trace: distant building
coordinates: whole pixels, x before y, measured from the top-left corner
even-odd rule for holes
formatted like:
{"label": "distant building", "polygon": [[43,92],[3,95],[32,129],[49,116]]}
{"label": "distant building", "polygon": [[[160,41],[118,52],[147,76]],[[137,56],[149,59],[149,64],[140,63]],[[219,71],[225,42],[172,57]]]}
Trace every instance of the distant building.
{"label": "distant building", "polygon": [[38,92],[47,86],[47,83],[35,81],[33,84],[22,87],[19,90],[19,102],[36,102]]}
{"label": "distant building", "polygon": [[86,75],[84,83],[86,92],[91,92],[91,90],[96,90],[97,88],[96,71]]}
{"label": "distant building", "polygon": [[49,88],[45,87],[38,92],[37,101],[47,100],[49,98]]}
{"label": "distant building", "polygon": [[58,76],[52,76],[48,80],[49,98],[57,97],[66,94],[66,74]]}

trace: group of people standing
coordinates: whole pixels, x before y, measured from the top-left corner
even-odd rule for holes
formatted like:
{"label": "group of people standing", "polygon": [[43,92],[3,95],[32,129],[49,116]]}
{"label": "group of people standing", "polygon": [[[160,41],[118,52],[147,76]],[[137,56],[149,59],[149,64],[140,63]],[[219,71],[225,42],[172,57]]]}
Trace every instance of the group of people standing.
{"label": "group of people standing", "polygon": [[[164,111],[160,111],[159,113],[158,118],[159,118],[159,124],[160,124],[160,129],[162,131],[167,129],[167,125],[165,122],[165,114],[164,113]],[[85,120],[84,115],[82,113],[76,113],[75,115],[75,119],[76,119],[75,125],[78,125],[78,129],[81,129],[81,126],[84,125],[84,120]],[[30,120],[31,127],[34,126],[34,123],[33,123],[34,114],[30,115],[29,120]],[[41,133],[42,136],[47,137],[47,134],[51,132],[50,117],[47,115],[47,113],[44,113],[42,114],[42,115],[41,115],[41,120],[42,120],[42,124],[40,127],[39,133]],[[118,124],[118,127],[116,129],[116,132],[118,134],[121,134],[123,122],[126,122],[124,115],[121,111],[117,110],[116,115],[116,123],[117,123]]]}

——

▸ **OBJECTIVE**
Turn every line of the material above into a numbered list, omitting the blank lines.

▸ **CORRECT RESPONSE**
1. trace: distant building
2. coordinates: whole pixels, x before y, measured from the top-left corner
3. even-odd rule for holes
4. formatted like:
5. {"label": "distant building", "polygon": [[43,92],[3,95],[32,129],[49,116]]}
6. {"label": "distant building", "polygon": [[[160,41],[118,52],[147,76]],[[137,56],[149,59],[149,64],[140,63]],[[219,71],[225,42],[172,57]]]}
7. Trace every instance of the distant building.
8. {"label": "distant building", "polygon": [[38,92],[47,86],[47,83],[35,81],[33,84],[22,87],[19,90],[19,102],[36,102]]}
9. {"label": "distant building", "polygon": [[86,75],[84,83],[86,92],[91,92],[91,90],[96,90],[97,88],[96,71]]}
10. {"label": "distant building", "polygon": [[49,88],[45,87],[38,92],[37,101],[47,100],[49,98]]}
11. {"label": "distant building", "polygon": [[58,76],[52,76],[48,80],[49,98],[57,97],[66,94],[66,74]]}
12. trace: group of people standing
13. coordinates: whole pixels, x before y, measured from the top-left corner
14. even-odd rule for holes
15. formatted like:
16. {"label": "group of people standing", "polygon": [[43,92],[3,95],[32,129],[49,116]]}
17. {"label": "group of people standing", "polygon": [[[160,41],[118,52],[147,76]],[[137,56],[149,59],[149,64],[140,63]],[[219,71],[225,42],[172,57]]]}
18. Trace every instance of the group of people standing.
19. {"label": "group of people standing", "polygon": [[[164,111],[160,111],[159,113],[158,118],[159,118],[159,124],[160,124],[160,129],[162,131],[167,129],[167,125],[165,122],[165,114],[164,113]],[[85,120],[84,115],[82,113],[76,113],[75,115],[75,119],[76,119],[75,125],[78,125],[78,129],[81,129],[81,126],[84,125],[84,120]],[[30,120],[31,127],[34,126],[34,123],[33,123],[34,114],[30,115],[29,120]],[[41,133],[42,136],[47,137],[47,134],[51,132],[50,117],[47,115],[47,113],[44,113],[42,114],[42,115],[41,115],[41,120],[42,120],[42,124],[40,127],[39,133]],[[118,124],[118,127],[116,129],[116,132],[118,134],[121,134],[123,122],[126,122],[124,115],[121,111],[117,110],[116,115],[116,123],[117,123]]]}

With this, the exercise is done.